Task brief —
Render each line of the entries below as a JSON list of strings, with one string per line and no strings for blank lines.

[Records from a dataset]
— Begin —

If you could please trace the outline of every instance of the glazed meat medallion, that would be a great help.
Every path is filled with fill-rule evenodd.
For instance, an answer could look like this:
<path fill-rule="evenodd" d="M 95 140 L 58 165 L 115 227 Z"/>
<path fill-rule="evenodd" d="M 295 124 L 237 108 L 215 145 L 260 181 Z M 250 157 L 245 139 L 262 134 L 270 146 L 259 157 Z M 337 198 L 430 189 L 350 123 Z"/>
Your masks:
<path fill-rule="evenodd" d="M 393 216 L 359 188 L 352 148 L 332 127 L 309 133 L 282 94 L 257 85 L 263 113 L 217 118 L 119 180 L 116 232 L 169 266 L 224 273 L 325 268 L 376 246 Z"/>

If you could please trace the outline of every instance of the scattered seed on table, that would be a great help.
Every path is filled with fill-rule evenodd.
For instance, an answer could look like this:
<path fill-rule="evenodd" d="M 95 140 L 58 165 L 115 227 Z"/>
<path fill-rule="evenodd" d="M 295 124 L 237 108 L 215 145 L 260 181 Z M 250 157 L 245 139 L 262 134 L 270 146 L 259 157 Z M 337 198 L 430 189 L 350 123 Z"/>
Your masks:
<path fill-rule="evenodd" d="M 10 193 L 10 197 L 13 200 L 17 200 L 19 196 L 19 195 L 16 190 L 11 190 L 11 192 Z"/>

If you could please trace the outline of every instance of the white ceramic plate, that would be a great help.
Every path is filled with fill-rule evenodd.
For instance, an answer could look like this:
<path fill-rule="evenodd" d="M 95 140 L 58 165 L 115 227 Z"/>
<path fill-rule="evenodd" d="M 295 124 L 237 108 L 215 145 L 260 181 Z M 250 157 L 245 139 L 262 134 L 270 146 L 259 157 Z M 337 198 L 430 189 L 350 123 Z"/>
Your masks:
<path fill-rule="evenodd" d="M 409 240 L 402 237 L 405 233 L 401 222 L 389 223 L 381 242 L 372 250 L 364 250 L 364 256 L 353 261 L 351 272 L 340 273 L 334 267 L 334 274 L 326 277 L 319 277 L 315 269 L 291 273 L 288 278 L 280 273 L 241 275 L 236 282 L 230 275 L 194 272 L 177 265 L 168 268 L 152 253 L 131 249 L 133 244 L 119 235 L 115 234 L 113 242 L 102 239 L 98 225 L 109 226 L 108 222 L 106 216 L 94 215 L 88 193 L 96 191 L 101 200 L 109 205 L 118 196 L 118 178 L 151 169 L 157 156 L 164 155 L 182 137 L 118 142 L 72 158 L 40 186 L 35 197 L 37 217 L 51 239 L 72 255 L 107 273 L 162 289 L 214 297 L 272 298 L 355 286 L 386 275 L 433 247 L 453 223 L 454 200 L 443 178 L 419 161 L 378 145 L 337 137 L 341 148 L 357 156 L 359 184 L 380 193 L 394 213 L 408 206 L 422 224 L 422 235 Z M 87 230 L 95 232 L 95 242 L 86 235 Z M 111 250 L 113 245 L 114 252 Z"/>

— End —

Result of this task —
[
  "If you could please trace the outline of every instance of the glazed meat medallion, that would be a great help.",
  "Every path is filled with fill-rule evenodd.",
  "For instance, an answer could look like this:",
  "<path fill-rule=\"evenodd\" d=\"M 95 140 L 58 165 L 115 227 Z\"/>",
  "<path fill-rule=\"evenodd\" d=\"M 295 124 L 237 108 L 215 145 L 260 181 Z M 250 157 L 245 139 L 262 134 L 270 146 L 259 157 Z M 337 198 L 430 189 L 350 123 Z\"/>",
  "Your masks:",
  "<path fill-rule=\"evenodd\" d=\"M 393 216 L 359 188 L 352 148 L 332 127 L 309 133 L 282 94 L 257 85 L 263 113 L 217 118 L 119 180 L 116 232 L 169 266 L 224 273 L 325 268 L 376 246 Z\"/>",
  "If you could please trace the outline of every instance of the scattered seed on table, that would be a great help.",
  "Every path is filled with fill-rule evenodd.",
  "For instance, an answer could look like this:",
  "<path fill-rule=\"evenodd\" d=\"M 95 140 L 58 165 L 115 227 Z\"/>",
  "<path fill-rule=\"evenodd\" d=\"M 295 124 L 237 108 L 215 145 L 260 181 Z M 250 157 L 245 139 L 262 134 L 270 146 L 259 157 Z M 337 198 L 430 189 L 350 123 Z\"/>",
  "Your masks:",
  "<path fill-rule=\"evenodd\" d=\"M 10 193 L 10 197 L 13 200 L 17 200 L 19 196 L 19 195 L 16 190 L 11 190 L 11 192 Z\"/>",
  "If you could please trace the outline of every instance of the white ceramic plate, that would be a great help.",
  "Every path is filled with fill-rule evenodd.",
  "For instance, an answer could look like this:",
  "<path fill-rule=\"evenodd\" d=\"M 95 140 L 58 165 L 115 227 Z\"/>",
  "<path fill-rule=\"evenodd\" d=\"M 295 124 L 237 108 L 215 145 L 260 181 Z M 250 157 L 245 139 L 262 134 L 270 146 L 259 157 Z M 337 198 L 430 189 L 350 123 Z\"/>",
  "Your masks:",
  "<path fill-rule=\"evenodd\" d=\"M 409 240 L 402 237 L 405 233 L 401 222 L 389 223 L 381 242 L 372 250 L 364 250 L 364 256 L 353 261 L 351 272 L 340 273 L 334 267 L 334 274 L 326 277 L 319 277 L 315 269 L 291 273 L 288 278 L 280 273 L 241 275 L 236 282 L 230 275 L 194 272 L 177 265 L 168 268 L 152 253 L 131 249 L 133 244 L 119 235 L 115 234 L 113 242 L 102 239 L 98 225 L 109 226 L 108 222 L 106 216 L 94 215 L 88 193 L 96 191 L 101 200 L 109 205 L 118 196 L 118 178 L 151 169 L 157 156 L 164 155 L 182 137 L 118 142 L 72 158 L 40 186 L 35 197 L 37 217 L 51 239 L 72 255 L 107 273 L 162 289 L 214 297 L 272 298 L 355 286 L 386 275 L 433 247 L 453 223 L 454 200 L 443 178 L 419 161 L 378 145 L 337 137 L 341 148 L 357 156 L 359 184 L 380 193 L 394 213 L 408 206 L 422 224 L 422 235 Z M 87 230 L 95 232 L 95 242 L 86 235 Z M 111 250 L 113 245 L 114 252 Z\"/>"
]